━━━ Records for the task
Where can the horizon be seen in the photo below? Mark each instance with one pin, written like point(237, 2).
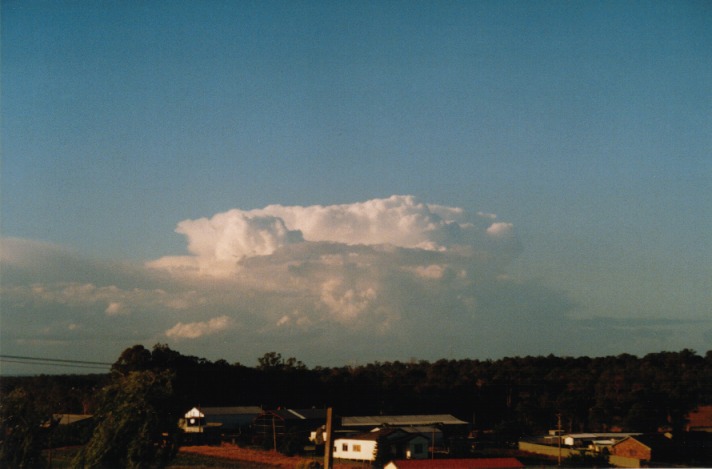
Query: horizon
point(355, 182)
point(54, 362)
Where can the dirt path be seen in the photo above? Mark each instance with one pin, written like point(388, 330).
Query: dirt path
point(269, 458)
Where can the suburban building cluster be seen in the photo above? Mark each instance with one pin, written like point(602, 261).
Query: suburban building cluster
point(403, 440)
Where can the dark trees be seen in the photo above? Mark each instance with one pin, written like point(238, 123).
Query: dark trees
point(134, 427)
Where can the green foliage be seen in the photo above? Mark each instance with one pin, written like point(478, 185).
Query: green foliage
point(20, 429)
point(134, 428)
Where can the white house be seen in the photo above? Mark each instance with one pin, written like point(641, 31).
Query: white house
point(198, 420)
point(388, 443)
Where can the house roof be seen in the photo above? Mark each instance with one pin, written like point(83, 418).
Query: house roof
point(239, 410)
point(298, 414)
point(700, 417)
point(68, 419)
point(402, 420)
point(651, 440)
point(376, 434)
point(480, 463)
point(231, 410)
━━━━━━
What to produce. Put every line of the listing above into a numbered list, skipping blank lines and leaving out the pictures.

Solution to this exercise.
1. Where can the horizon be seen in the photo below? Mark each instance with one pin, written like point(237, 2).
2. Query: horizon
3. point(355, 182)
4. point(54, 362)
5. Where can the dirt path be seen in the photo above? Mark each instance with one pin, written like point(388, 330).
6. Query: dirt path
7. point(269, 458)
8. Where can the suburban building cluster be seen in the photo above? Mark each instance with one pin, written like point(602, 261).
9. Query: suburban building cluster
10. point(403, 440)
11. Where can the dark trees be seen in the photo above? Mark each instance with one pin, written like point(238, 123).
12. Query: dark trees
13. point(134, 427)
14. Where can the green foliage be seen in the photo above? Mark each instance with one pin, written like point(478, 185).
15. Query: green foliage
16. point(20, 429)
17. point(134, 428)
18. Where can the white house be seen in the photo above? Mark each instance with one pin, written like point(641, 31).
19. Query: white house
20. point(198, 420)
21. point(388, 443)
22. Where can the house roof be seen in the photo above? Mark each instance with one pin, written like point(83, 418).
23. Query: house roof
24. point(239, 410)
25. point(298, 414)
26. point(700, 417)
27. point(68, 419)
28. point(402, 420)
29. point(651, 440)
30. point(376, 434)
31. point(480, 463)
32. point(231, 410)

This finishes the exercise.